= Beginning of Section =
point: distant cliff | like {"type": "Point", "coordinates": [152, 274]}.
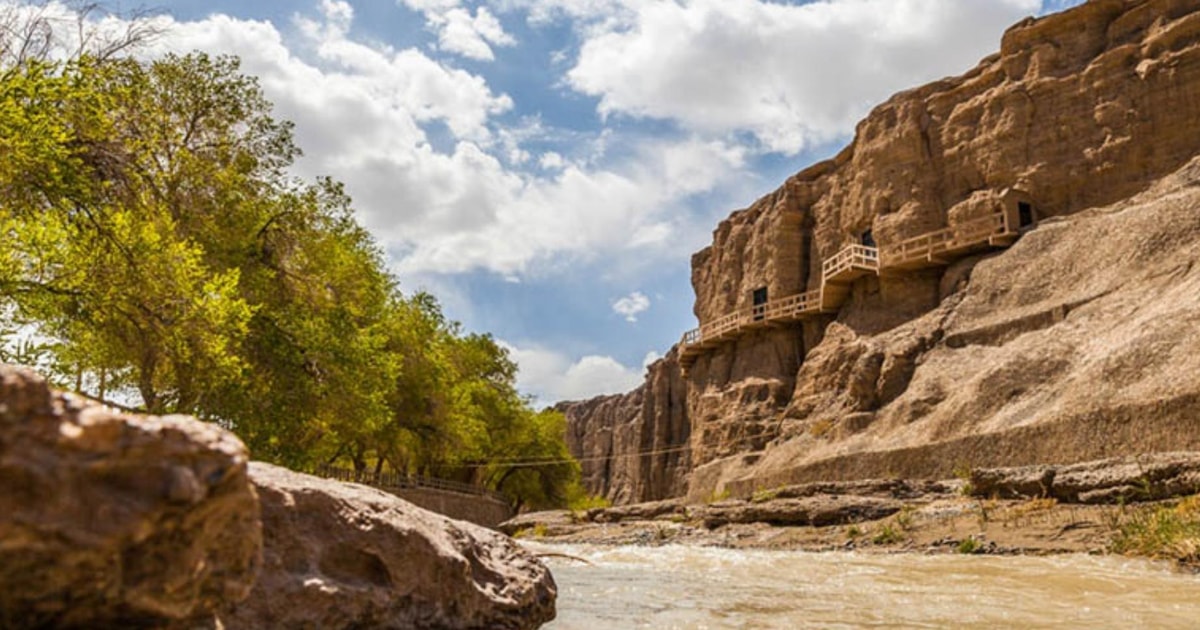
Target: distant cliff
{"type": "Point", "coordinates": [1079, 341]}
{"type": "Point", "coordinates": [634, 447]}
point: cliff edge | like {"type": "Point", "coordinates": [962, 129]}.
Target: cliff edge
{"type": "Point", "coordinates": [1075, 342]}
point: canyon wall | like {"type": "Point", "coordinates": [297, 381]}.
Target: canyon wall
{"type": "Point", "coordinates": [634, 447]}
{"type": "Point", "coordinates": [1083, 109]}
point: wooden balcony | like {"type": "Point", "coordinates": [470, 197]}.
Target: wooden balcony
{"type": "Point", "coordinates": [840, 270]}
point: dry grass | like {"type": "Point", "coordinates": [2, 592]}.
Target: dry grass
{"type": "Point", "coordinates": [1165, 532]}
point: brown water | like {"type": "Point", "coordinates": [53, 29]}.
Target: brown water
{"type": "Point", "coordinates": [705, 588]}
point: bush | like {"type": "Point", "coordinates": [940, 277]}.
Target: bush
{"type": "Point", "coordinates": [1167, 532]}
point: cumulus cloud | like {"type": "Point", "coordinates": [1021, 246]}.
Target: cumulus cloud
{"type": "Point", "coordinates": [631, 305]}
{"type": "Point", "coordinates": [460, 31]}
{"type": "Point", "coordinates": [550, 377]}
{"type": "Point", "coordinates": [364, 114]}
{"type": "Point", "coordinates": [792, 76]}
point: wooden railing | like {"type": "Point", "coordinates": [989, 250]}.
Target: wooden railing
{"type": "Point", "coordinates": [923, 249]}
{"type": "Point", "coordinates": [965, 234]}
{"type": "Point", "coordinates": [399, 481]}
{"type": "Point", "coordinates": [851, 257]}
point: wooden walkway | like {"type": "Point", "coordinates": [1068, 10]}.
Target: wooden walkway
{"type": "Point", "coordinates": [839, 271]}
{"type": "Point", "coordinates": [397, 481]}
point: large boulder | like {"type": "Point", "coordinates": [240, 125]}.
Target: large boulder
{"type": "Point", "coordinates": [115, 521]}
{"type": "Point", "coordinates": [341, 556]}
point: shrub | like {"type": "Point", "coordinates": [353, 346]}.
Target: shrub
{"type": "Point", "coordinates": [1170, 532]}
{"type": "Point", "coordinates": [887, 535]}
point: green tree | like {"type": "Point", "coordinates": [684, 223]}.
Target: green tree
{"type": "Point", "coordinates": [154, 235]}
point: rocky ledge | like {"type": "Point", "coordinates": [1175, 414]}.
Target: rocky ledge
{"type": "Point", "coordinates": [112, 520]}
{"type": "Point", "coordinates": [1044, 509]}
= End of Section =
= Beginning of Section =
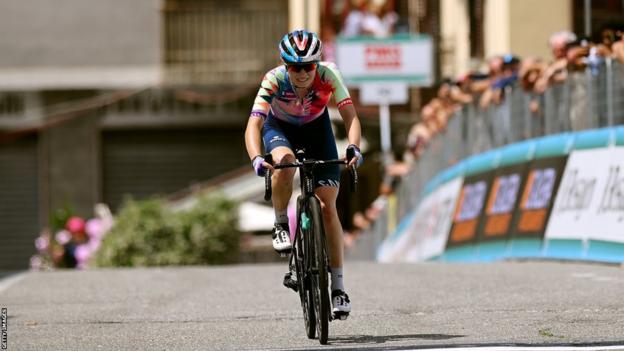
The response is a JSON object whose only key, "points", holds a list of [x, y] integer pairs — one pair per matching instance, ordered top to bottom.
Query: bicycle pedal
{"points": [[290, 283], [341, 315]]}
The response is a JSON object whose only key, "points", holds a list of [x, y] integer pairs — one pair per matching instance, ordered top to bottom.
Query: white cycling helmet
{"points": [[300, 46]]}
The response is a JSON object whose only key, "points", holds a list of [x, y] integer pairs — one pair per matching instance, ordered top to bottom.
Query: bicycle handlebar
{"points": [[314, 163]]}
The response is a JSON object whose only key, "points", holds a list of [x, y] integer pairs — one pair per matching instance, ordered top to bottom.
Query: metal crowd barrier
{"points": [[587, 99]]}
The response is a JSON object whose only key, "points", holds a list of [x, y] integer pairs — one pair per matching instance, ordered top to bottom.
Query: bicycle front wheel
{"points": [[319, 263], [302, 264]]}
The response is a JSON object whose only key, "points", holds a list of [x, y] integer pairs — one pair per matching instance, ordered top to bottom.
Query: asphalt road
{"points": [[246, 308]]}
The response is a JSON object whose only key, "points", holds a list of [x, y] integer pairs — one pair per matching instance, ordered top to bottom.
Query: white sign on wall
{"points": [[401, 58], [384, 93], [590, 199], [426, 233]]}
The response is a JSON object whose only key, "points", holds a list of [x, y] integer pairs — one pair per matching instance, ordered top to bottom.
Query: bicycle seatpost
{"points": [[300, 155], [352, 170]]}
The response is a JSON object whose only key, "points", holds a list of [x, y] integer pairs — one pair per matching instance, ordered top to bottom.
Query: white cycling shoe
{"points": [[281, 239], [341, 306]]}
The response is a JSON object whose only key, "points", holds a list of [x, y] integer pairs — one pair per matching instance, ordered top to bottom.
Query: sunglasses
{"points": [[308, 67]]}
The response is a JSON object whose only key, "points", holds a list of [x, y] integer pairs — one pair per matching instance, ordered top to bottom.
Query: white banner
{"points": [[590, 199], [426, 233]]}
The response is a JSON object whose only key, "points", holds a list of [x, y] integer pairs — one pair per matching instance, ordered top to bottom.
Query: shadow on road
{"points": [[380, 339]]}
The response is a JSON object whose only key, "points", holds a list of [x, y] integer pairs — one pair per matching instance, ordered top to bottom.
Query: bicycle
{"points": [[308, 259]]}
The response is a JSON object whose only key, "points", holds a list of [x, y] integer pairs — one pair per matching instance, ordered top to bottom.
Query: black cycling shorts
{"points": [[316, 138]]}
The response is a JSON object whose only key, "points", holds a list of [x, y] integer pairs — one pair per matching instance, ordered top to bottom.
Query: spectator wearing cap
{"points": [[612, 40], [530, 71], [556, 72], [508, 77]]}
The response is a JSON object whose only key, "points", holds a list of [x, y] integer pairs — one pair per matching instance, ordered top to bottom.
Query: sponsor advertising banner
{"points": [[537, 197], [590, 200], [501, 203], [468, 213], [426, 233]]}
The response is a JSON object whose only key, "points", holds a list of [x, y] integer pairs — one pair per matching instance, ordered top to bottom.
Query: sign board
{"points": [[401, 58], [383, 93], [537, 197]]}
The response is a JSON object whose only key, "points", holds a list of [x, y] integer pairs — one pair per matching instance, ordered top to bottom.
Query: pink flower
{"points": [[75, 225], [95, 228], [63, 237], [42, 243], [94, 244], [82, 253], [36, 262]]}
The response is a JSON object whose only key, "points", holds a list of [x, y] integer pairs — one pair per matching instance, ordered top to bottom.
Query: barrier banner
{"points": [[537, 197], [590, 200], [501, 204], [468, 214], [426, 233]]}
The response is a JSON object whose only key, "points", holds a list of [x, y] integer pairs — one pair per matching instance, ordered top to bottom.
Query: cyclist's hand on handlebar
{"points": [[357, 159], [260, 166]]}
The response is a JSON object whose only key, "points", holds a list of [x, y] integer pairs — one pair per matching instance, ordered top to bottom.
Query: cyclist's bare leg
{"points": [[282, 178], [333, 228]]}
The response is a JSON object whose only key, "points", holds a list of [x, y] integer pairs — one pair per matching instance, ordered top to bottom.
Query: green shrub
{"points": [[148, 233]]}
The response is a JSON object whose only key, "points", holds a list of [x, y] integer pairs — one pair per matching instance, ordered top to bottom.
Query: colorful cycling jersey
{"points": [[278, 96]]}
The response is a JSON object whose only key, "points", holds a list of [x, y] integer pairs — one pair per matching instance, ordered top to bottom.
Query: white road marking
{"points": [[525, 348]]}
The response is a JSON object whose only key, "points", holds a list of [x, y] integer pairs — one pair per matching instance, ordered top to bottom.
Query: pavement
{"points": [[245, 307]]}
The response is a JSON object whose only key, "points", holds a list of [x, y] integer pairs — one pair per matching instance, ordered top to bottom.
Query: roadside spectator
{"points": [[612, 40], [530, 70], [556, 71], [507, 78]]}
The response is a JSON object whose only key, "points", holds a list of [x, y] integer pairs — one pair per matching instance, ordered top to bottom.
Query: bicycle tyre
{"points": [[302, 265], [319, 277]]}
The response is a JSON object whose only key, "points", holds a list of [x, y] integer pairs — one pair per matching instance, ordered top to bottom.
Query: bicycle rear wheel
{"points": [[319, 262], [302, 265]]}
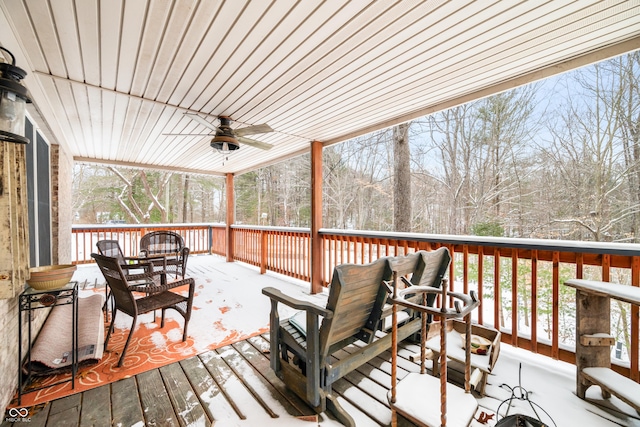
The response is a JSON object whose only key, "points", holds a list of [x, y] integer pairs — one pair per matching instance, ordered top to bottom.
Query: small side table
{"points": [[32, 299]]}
= End of Section =
> Task statement: Starting from the line with "point: distant cliff" in the records above, repeat each line exactly until you have written the line with "point: canyon wall", then stop; drop the pictures.

> Exercise solution:
point: distant cliff | like {"type": "Point", "coordinates": [152, 274]}.
Target: distant cliff
{"type": "Point", "coordinates": [1079, 341]}
{"type": "Point", "coordinates": [634, 447]}
point: cliff edge | like {"type": "Point", "coordinates": [962, 129]}.
Target: cliff edge
{"type": "Point", "coordinates": [1075, 342]}
point: canyon wall | like {"type": "Point", "coordinates": [297, 381]}.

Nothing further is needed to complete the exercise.